Rewrite the lines below as a JSON list of strings, with one string per line and any blank lines omitted.

Excerpt from a dataset
━━━━━━━━
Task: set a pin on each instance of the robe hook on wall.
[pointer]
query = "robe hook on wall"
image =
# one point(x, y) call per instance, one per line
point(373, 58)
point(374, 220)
━━━━━━━━
Result →
[
  "Task: set a pin on each instance of the robe hook on wall.",
  "[pointer]",
  "query = \"robe hook on wall\"",
  "image =",
  "# one point(x, y) call per instance, one per line",
  "point(373, 58)",
  "point(374, 220)"
]